> Study questions
A - In the quotes page on food and diet, who is credited with the line about lobster salad and champagne?
B - Carry on the quotes page on food and diet from its last line.

> Source document
Archive

Quotes

To safeguard one’s health at the cost of too strict a diet is a tiresome illness indeed.

—La Rochefoucauld, 1678

’Tis an ill cook that cannot lick his own fingers.

—William Shakespeare, c. 1595

I cannot but bless the memory of Julius Caesar, for the great esteem he expressed for fat men and his aversion to lean ones.

—David Hume, 1751

‘Tis a superstition to insist on a special diet. All is made at last of the same chemical atoms.

—Ralph Waldo Emerson, 1860

When the stomach is full, it is easy to talk of fasting.

—St. Jerome, 395

A woman should never be seen eating or drinking unless it be lobster salad and champagne, the only truly feminine and becoming viands.

—Lord Byron, 1812

Whatsoever was the father of a disease, an ill diet was the mother.

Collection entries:

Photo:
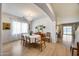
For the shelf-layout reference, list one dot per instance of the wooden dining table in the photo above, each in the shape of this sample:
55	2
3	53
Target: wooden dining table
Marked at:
33	37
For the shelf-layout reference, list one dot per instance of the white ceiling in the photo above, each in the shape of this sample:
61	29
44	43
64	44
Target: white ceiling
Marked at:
29	11
66	9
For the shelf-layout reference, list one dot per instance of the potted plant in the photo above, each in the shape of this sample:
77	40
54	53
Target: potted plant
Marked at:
40	28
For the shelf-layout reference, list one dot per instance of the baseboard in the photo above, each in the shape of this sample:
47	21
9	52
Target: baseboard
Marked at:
10	41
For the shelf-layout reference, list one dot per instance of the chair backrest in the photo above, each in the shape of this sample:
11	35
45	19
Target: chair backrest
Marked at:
22	37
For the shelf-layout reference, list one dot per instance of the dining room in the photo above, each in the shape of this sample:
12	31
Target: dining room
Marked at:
26	28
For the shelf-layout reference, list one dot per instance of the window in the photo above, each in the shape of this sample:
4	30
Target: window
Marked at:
67	30
19	27
67	35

> Answers by task
A - Lord Byron, 1812

B -
—George Herbert, 1651

He makes his cook his merit, and the world visits his dinners and not him.

—Molière, 1666

No lyric poems live long or please many people which are written by drinkers of water.

—Horace, 20 BC

Is it only the mouth and belly which are injured by hunger and thirst? Men’s minds are also injured by them.

—Mencius, 300 BC

What is food to one is to others bitter poison.

—Lucretius, 50 BC

To eat is to appropriate by destruction.

—Jean-Paul Sartre, 1943

At a dinner party one should eat wisely but not too well, and talk well but not too wisely.